Passage provided ->
• • • • • • •

Wednesday, April 17, 2013

"Transformation" (First Firings)

There is really no quote associated with this piece yet, but the idea of transformation will be a jumping off point. The word transform is actually etched into two of the glass pieces affording me the option of combining the pieces in such a way that you will see the beginning of the word in the very textured area and the remaining letters in the lighter areas.

The final piece is in the kiln being fired as we speak so I will be posting that tomorrow. For my mixed media crowd, this process is also applicable when selecting mono printed rice papers to combine in one piece of art. What you are seeing today is several sheets of single layers of glass that have been painted on and texturized with glassline paints in various dilutions along with frits, powders, minimal stamping with a traditional stamp, and a bit of deconstruction by removing parts of the paint to create a transparent space.

The lighter two pieces with less texture were created by brushing on diagonal and crossed bands of glassline paint....one in black and one in white....using various dilutions to create interesting and transparent values. Some glass powder (orange) was applied to the white one. I did write the word transform with the corner of a palette knife in the black one to create some very thin lines.You will not be able to see it very well today, but in the final, it has orange behind it with light lavender gray opaque glass underneath.

• • • • • • •

Data ->
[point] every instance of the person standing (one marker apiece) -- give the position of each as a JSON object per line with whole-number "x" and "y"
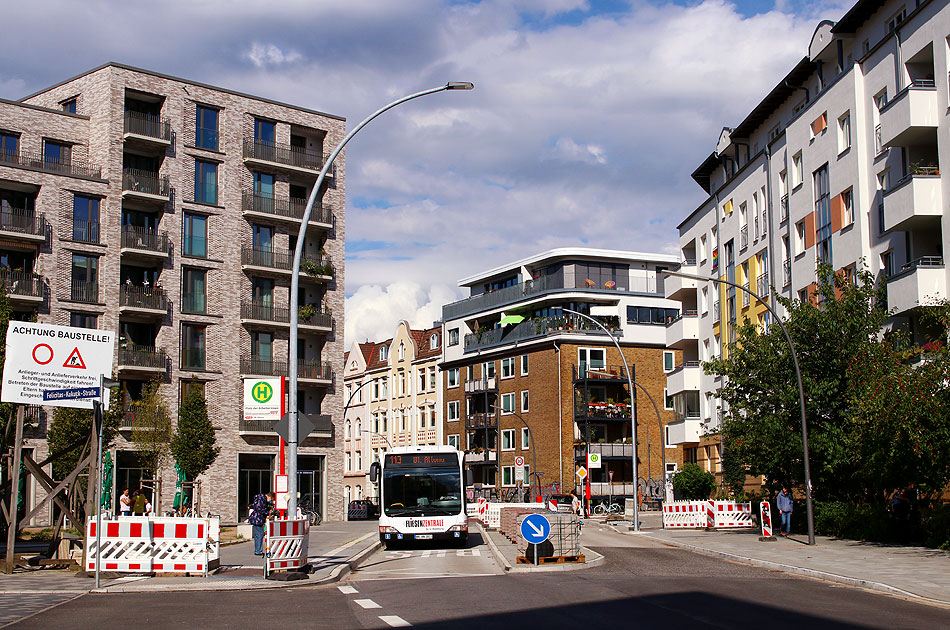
{"x": 785, "y": 506}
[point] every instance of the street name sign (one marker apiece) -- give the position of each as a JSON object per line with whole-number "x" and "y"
{"x": 44, "y": 357}
{"x": 535, "y": 528}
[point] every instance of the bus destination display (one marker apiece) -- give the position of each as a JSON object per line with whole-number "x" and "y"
{"x": 422, "y": 459}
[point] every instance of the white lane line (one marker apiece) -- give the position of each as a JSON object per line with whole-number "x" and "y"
{"x": 394, "y": 621}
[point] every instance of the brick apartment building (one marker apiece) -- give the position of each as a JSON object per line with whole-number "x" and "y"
{"x": 167, "y": 210}
{"x": 514, "y": 365}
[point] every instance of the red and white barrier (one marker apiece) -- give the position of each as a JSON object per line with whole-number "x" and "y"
{"x": 142, "y": 544}
{"x": 766, "y": 511}
{"x": 285, "y": 544}
{"x": 728, "y": 514}
{"x": 684, "y": 515}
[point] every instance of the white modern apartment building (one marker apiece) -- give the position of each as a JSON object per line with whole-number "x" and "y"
{"x": 843, "y": 161}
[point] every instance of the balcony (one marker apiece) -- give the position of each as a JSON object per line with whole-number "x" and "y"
{"x": 914, "y": 202}
{"x": 683, "y": 331}
{"x": 606, "y": 451}
{"x": 279, "y": 262}
{"x": 145, "y": 186}
{"x": 313, "y": 372}
{"x": 677, "y": 288}
{"x": 142, "y": 359}
{"x": 36, "y": 161}
{"x": 686, "y": 431}
{"x": 284, "y": 209}
{"x": 911, "y": 117}
{"x": 22, "y": 225}
{"x": 533, "y": 329}
{"x": 84, "y": 292}
{"x": 143, "y": 302}
{"x": 282, "y": 156}
{"x": 685, "y": 378}
{"x": 22, "y": 286}
{"x": 256, "y": 313}
{"x": 919, "y": 282}
{"x": 323, "y": 427}
{"x": 144, "y": 242}
{"x": 147, "y": 129}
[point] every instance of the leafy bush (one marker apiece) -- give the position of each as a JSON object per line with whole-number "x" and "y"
{"x": 692, "y": 483}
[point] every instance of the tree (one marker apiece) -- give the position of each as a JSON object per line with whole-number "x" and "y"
{"x": 193, "y": 444}
{"x": 152, "y": 429}
{"x": 859, "y": 396}
{"x": 692, "y": 483}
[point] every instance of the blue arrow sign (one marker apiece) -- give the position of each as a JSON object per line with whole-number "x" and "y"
{"x": 535, "y": 528}
{"x": 71, "y": 394}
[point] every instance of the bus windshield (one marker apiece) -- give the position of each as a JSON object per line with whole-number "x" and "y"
{"x": 422, "y": 491}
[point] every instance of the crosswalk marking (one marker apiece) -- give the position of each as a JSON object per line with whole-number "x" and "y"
{"x": 395, "y": 621}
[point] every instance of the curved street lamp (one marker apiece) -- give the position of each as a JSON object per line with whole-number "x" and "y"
{"x": 295, "y": 284}
{"x": 798, "y": 377}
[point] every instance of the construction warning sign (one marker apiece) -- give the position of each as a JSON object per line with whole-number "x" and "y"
{"x": 44, "y": 357}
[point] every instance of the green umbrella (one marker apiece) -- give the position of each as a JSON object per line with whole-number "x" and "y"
{"x": 511, "y": 319}
{"x": 107, "y": 467}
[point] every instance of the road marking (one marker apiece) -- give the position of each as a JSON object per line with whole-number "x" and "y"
{"x": 395, "y": 621}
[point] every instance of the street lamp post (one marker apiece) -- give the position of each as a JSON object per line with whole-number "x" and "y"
{"x": 798, "y": 378}
{"x": 295, "y": 283}
{"x": 633, "y": 414}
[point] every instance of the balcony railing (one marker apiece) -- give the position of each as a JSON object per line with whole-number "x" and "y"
{"x": 150, "y": 125}
{"x": 289, "y": 207}
{"x": 36, "y": 160}
{"x": 131, "y": 355}
{"x": 283, "y": 154}
{"x": 147, "y": 182}
{"x": 84, "y": 291}
{"x": 21, "y": 283}
{"x": 145, "y": 239}
{"x": 142, "y": 297}
{"x": 762, "y": 285}
{"x": 23, "y": 222}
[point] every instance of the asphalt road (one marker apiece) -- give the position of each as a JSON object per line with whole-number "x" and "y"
{"x": 642, "y": 585}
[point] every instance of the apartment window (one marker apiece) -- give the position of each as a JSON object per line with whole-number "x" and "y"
{"x": 193, "y": 286}
{"x": 194, "y": 235}
{"x": 206, "y": 182}
{"x": 85, "y": 219}
{"x": 844, "y": 132}
{"x": 508, "y": 439}
{"x": 83, "y": 320}
{"x": 206, "y": 128}
{"x": 508, "y": 403}
{"x": 193, "y": 347}
{"x": 798, "y": 173}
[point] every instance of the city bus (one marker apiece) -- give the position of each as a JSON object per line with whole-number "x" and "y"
{"x": 421, "y": 495}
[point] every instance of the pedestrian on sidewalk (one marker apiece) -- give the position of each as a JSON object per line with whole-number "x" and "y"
{"x": 785, "y": 506}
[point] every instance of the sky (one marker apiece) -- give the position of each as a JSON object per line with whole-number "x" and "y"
{"x": 585, "y": 123}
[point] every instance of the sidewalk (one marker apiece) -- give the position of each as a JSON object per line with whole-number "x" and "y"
{"x": 333, "y": 549}
{"x": 915, "y": 572}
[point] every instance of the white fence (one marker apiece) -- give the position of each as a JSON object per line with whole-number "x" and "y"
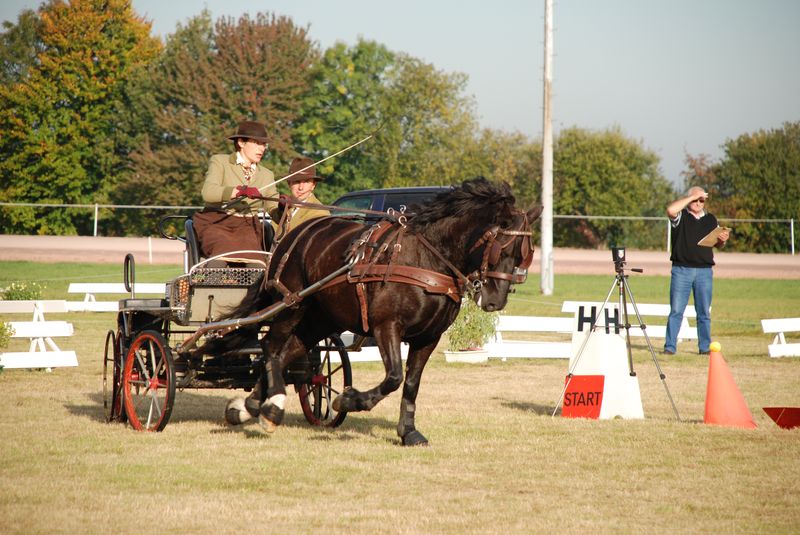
{"x": 96, "y": 208}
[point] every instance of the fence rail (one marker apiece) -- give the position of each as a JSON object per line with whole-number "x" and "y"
{"x": 96, "y": 208}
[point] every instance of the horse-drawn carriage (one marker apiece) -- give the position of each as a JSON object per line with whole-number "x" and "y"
{"x": 144, "y": 364}
{"x": 262, "y": 328}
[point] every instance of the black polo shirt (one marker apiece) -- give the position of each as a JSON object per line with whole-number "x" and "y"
{"x": 685, "y": 235}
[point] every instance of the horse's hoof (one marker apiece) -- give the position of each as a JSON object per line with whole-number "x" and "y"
{"x": 415, "y": 438}
{"x": 236, "y": 413}
{"x": 270, "y": 417}
{"x": 341, "y": 403}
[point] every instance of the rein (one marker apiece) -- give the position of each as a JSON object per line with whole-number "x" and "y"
{"x": 494, "y": 248}
{"x": 365, "y": 252}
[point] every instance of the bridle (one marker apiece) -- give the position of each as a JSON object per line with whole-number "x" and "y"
{"x": 494, "y": 247}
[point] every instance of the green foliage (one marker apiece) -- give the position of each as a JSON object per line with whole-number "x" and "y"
{"x": 605, "y": 173}
{"x": 6, "y": 331}
{"x": 344, "y": 104}
{"x": 757, "y": 178}
{"x": 19, "y": 47}
{"x": 472, "y": 328}
{"x": 22, "y": 291}
{"x": 210, "y": 77}
{"x": 424, "y": 126}
{"x": 61, "y": 142}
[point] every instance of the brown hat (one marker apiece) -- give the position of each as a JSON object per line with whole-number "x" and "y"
{"x": 300, "y": 163}
{"x": 250, "y": 130}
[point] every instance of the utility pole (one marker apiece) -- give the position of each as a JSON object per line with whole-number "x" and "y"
{"x": 547, "y": 157}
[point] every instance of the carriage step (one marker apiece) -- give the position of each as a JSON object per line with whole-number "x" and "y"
{"x": 149, "y": 304}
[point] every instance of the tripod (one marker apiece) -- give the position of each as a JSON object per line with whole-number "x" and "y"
{"x": 621, "y": 283}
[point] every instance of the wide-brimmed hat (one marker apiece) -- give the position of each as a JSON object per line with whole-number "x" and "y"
{"x": 250, "y": 130}
{"x": 300, "y": 163}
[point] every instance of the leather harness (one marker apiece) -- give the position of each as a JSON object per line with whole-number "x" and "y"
{"x": 383, "y": 241}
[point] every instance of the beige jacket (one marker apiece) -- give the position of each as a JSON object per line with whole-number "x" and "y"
{"x": 299, "y": 215}
{"x": 224, "y": 175}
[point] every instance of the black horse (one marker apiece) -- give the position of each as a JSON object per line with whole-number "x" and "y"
{"x": 405, "y": 284}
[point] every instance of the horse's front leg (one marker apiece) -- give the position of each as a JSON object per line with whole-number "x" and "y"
{"x": 351, "y": 400}
{"x": 406, "y": 430}
{"x": 272, "y": 409}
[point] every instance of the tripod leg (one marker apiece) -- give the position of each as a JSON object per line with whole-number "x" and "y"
{"x": 623, "y": 310}
{"x": 649, "y": 347}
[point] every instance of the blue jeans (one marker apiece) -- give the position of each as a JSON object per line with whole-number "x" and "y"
{"x": 685, "y": 281}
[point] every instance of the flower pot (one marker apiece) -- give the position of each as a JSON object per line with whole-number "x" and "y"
{"x": 476, "y": 356}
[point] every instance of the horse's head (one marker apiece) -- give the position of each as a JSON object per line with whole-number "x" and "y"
{"x": 503, "y": 253}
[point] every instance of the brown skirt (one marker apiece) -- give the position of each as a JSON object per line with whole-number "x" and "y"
{"x": 218, "y": 233}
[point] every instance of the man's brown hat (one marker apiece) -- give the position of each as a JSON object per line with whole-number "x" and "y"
{"x": 300, "y": 163}
{"x": 250, "y": 130}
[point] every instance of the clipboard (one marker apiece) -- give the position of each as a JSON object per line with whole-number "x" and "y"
{"x": 710, "y": 239}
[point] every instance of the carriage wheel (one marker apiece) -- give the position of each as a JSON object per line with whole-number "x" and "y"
{"x": 329, "y": 378}
{"x": 148, "y": 382}
{"x": 112, "y": 398}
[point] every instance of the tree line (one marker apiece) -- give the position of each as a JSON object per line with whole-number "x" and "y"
{"x": 97, "y": 110}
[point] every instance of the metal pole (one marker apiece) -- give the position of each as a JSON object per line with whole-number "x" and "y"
{"x": 547, "y": 157}
{"x": 669, "y": 236}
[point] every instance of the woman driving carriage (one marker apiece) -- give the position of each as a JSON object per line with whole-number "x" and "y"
{"x": 302, "y": 181}
{"x": 237, "y": 182}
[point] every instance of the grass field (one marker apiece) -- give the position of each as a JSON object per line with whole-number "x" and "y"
{"x": 498, "y": 463}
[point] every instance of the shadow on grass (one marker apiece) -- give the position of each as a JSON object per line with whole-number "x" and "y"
{"x": 538, "y": 409}
{"x": 192, "y": 407}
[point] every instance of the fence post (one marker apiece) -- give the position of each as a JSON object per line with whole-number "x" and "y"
{"x": 669, "y": 236}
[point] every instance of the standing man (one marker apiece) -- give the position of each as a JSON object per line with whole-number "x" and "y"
{"x": 691, "y": 266}
{"x": 302, "y": 185}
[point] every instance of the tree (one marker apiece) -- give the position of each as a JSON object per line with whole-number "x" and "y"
{"x": 60, "y": 140}
{"x": 428, "y": 128}
{"x": 757, "y": 178}
{"x": 210, "y": 77}
{"x": 19, "y": 47}
{"x": 424, "y": 126}
{"x": 344, "y": 104}
{"x": 605, "y": 173}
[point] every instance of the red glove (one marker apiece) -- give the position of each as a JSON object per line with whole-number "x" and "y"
{"x": 247, "y": 191}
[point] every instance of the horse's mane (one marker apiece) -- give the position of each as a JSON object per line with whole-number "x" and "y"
{"x": 472, "y": 198}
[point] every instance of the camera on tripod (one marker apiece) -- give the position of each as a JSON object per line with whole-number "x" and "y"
{"x": 618, "y": 255}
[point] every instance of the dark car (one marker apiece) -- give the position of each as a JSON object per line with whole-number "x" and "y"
{"x": 381, "y": 200}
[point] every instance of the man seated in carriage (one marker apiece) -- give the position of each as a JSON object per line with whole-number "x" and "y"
{"x": 238, "y": 177}
{"x": 302, "y": 182}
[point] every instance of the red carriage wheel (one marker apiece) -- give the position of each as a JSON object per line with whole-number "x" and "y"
{"x": 148, "y": 382}
{"x": 330, "y": 376}
{"x": 112, "y": 393}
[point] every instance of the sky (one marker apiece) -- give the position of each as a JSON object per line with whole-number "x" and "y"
{"x": 680, "y": 76}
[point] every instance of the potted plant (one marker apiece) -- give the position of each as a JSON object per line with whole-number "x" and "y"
{"x": 467, "y": 335}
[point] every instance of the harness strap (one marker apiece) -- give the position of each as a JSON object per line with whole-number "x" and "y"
{"x": 362, "y": 301}
{"x": 430, "y": 281}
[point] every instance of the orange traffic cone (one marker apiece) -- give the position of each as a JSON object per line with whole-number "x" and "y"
{"x": 725, "y": 404}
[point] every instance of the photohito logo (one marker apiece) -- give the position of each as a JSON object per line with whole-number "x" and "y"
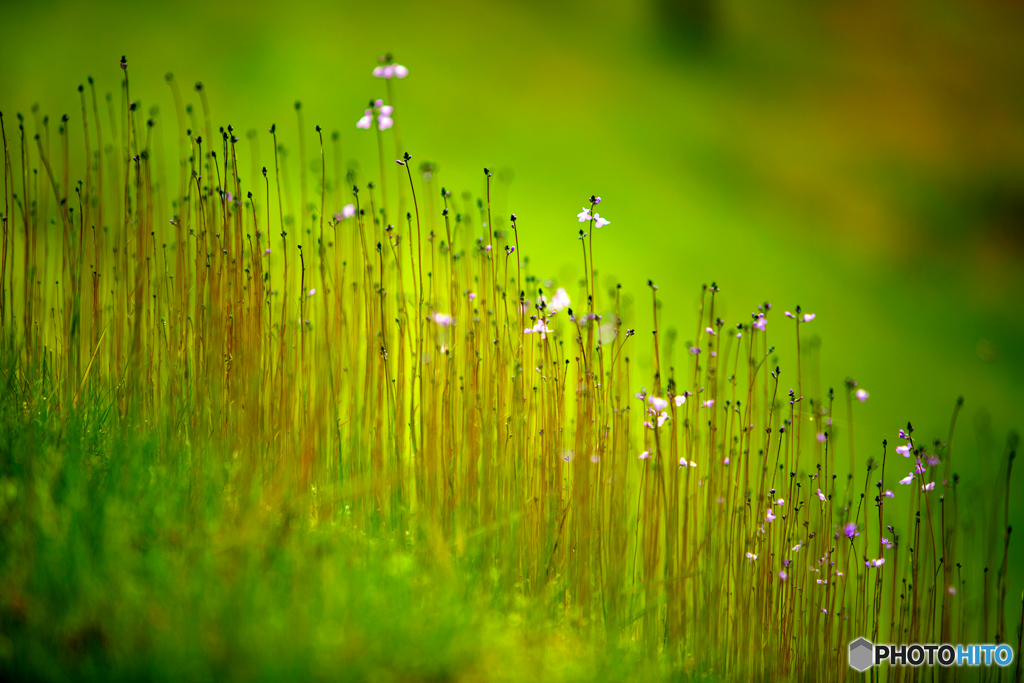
{"x": 863, "y": 654}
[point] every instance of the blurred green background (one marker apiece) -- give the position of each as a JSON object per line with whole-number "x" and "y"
{"x": 865, "y": 161}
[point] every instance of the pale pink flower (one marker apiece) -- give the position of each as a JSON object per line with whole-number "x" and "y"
{"x": 560, "y": 300}
{"x": 442, "y": 319}
{"x": 657, "y": 403}
{"x": 540, "y": 328}
{"x": 390, "y": 71}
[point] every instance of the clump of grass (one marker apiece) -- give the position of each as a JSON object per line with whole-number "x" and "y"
{"x": 232, "y": 430}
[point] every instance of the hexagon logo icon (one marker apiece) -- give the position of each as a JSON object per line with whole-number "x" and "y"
{"x": 861, "y": 654}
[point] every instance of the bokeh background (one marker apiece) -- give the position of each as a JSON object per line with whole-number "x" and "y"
{"x": 863, "y": 160}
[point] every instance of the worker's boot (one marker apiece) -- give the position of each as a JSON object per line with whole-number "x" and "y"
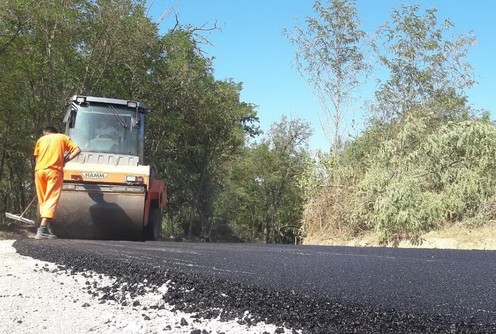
{"x": 44, "y": 233}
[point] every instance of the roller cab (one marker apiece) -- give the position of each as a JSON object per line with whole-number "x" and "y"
{"x": 108, "y": 192}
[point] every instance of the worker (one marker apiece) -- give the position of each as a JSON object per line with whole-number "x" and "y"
{"x": 52, "y": 151}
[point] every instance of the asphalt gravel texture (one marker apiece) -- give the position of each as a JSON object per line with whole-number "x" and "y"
{"x": 297, "y": 288}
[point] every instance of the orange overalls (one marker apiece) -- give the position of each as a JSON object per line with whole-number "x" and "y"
{"x": 49, "y": 174}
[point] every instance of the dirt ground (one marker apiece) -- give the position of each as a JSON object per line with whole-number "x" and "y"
{"x": 455, "y": 237}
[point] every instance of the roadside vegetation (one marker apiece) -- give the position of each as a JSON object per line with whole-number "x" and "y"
{"x": 424, "y": 160}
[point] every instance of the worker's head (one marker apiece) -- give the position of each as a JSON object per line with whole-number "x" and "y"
{"x": 50, "y": 129}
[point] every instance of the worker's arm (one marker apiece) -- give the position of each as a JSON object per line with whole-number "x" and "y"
{"x": 72, "y": 154}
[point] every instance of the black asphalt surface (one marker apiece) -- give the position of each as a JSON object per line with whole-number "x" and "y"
{"x": 313, "y": 289}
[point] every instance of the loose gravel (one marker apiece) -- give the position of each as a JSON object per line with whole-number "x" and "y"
{"x": 42, "y": 297}
{"x": 140, "y": 298}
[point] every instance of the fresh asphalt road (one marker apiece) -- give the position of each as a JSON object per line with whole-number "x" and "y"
{"x": 456, "y": 284}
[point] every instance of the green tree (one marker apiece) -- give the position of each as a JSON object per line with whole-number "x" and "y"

• • • • • • •

Direction ->
The blog post on the "Transformation" glass pieces says the word transform is etched into two of the glass pieces. In one to three sentences, explain what that allows.

Result ->
Etching the word into two of the pieces gives the option of combining them so that the beginning of the word appears in the very textured area. The remaining letters then appear in the lighter areas.